● **Usando le informazioni**
a) Nel testo sulle elezioni francesi, con quale politico Macron è nato politicamente a sinistra?
b) Indica se ciascuna affermazione concorda con il testo sulle elezioni francesi, rispondendo sì o no e citando le parole del testo che lo stabiliscono: (i) i Francesi hanno relegato la destra populista all'opposizione; (ii) alla Camera i macroniani hanno ottenuto la maggioranza assoluta dei seggi; (iii) molti ministri uscenti sono stati rieletti.
c) Prosegui il testo sulle elezioni francesi dopo la sua ultima frase, mantenendone il tono.
─── Testo dell'esercizio ───
Lo schieramento politico del Presidente Macron viene sconfitto ai ballottaggi, molti ministri uscenti hanno dovuto subire l’onta della mancata rielezione. Eppure, i cittadini votanti d’oltralpe hanno dimostrato più saggezza di quanto in apparenza non sembri. Ecco perché, anche se prima di tutto è d’obbligo una premessa: quando a recarsi ai seggi è meno di un avente diritto su due, a perdere è l’arco costituzionale nel proprio insieme, poiché l’offerta politica corrente viene giudicata inadeguata nei confronti delle nuove e più drammatiche emergenze domestiche e internazionali, e non idonea a modificare in meglio la condizione di chi ha scelto di astenersi e di non partecipare al processo democratico.
Al netto di tale doveroso prologo, i Francesi hanno dimostrato saggezza nel complesso del comportamento espresso alle urne prima per le presidenziali e poi per le consultazioni parlamentari. Hanno scelto di relegare la destra populista all’opposizione, valorizzandone tuttavia quegli elementi di canalizzazione della protesta e del disagio sociale secondo il principio per cui “se la soluzione politica è sbagliata, la denuncia del sottostante problema è giusta poiché il disagio è reale”.
Per questo, come Capo dello Stato, hanno privilegiato la continuità rappresentata da Macron, un tecnocrate politicamente nato a sinistra con Francois Holland ma divenuto l’erede della tradizione gollista rimasta orfana di un leader dopo la debacle di Sarkozy allievo del compianto Chirac.
I votanti hanno successivamente articolato la propria preferenza alle elezioni per la Camera: hanno lasciato la maggioranza dei seggi, sebbene solo più relativa, ai macroniani, infliggendo una sonora punizione verso quei Ministri responsabili della crisi economico sociale seguita alla gestione della pandemia e del lockdown del 2020-21; in tal modo, comunque, il partito del rieletto Presidente della Repubblica conserva il diritto dovere di formare una diversa compagine esecutiva dotata di una più spiccata sensibilità sociale e meno incline ai diktat dei ragionieri di Bruxelles e delle agenzie di rating.
─── Dati estratti ───
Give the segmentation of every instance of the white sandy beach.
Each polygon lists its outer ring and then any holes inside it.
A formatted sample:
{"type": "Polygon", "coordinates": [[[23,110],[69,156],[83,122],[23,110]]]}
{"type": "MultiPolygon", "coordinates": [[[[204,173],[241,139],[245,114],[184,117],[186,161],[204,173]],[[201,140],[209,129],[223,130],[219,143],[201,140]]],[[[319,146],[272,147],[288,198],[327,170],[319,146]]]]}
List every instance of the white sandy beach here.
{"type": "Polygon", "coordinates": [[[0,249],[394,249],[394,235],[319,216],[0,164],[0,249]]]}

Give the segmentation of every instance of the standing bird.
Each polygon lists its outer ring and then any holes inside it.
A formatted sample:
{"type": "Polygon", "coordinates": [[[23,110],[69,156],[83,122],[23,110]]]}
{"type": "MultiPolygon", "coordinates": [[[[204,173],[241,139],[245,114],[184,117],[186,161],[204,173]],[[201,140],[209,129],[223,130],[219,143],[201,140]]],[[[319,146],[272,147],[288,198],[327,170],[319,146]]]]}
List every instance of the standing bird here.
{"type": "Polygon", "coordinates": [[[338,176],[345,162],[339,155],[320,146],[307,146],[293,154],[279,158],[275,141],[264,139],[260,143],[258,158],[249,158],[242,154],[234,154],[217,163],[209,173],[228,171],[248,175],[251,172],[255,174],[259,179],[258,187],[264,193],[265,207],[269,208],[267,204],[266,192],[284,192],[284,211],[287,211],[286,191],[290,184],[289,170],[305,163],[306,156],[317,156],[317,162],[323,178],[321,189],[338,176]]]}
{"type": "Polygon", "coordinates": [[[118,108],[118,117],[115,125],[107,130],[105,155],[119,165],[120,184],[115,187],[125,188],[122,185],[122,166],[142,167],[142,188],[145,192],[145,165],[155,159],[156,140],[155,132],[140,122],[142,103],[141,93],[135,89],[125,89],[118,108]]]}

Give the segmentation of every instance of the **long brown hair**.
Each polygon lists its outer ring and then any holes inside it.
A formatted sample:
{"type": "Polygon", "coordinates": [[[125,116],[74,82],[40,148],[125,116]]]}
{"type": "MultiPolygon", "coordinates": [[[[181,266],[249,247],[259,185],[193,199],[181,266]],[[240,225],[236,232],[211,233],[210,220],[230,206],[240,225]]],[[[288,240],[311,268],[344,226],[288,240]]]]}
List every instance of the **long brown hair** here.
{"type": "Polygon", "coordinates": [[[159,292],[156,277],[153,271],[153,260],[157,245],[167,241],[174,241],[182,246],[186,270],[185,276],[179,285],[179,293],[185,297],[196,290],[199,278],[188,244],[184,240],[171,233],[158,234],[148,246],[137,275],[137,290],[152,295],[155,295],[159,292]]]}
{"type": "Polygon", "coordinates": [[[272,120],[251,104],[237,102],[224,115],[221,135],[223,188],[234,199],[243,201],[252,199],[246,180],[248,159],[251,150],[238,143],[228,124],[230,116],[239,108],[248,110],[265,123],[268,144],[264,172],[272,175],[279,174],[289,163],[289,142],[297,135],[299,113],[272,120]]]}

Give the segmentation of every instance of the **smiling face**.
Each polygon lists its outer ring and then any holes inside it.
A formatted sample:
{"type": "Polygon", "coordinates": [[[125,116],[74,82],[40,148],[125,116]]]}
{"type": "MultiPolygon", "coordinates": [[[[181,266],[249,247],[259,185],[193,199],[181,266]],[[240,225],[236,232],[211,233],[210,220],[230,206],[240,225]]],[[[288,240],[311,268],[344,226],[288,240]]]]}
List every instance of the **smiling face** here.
───
● **Risposte per compito**
a) Con Francois Holland.

b)
(i) Sì: "Hanno scelto di relegare la destra populista all’opposizione"
(ii) No: "hanno lasciato la maggioranza dei seggi, sebbene solo più relativa, ai macroniani"
(iii) No: "molti ministri uscenti hanno dovuto subire l’onta della mancata rielezione"

c)
Per questo motivo, le preferenze uscite dalle urne hanno assegnato il secondo posto assoluto alla coalizione progressista di Jean Luc Melenchon, il Jospin del ventunesimo secolo che per pochissimo aveva mancato l’appuntamento al ballottaggio presidenziale, ma è stato puntuale a quello del secondo turno parlamentare. Il programma della sinistra che riunisce le anime del socialismo, del post comunismo e dell’ambientalismo, è imperniato sulla istituzione di un salario minimo, sulla riduzione dell’orario di lavoro a parità di tutele e sulla cancellazione del progetto di Macron di riforma delle pensioni.
Quale scenario è probabile in definitiva? Non è da escludere che le componenti più moderate e meno ortodosse del cartello elettorale di Melenchon decidano di avviare con il partito presidenziale un negoziato volto a condizionare, con propri ministri e punti programmatici chiave, la formazione e l’azione del futuro governo, avvicinandolo a quello di Olaf Scholz e introducendo anche oltralpe il salario minimo.
Attenzione, però: che ne sarà del trattato del Quirinale firmato da Draghi e da Macron e che puntava a creare un assetto di rapporti di forza, euro Mediterraneo, competitivo e collaborativo alla pari con quello nordico incardinato su Berlino?
Un punto è certo: tedeschi e francesi hanno voluto lasciarsi alle spalle l’eredità, non felice, delle intese tra Merkel e Sarkozy prima e tra Merkel e Macron poi, in quanto facendo leva sulla tecnocrazia e su un utilizzo nazionalista dello strumento Europeo, nei fatti hanno svuotato la UE, rendendola una unione puramente intergovernativa, soggetta al potere di veto del più piccolo degli Stati, dipendente dalle forniture energetiche e industriali di due regimi non democratici come Russia e Cina e schiacciato e irrilevante nel confronto tra Washington, Mosca e Pechino.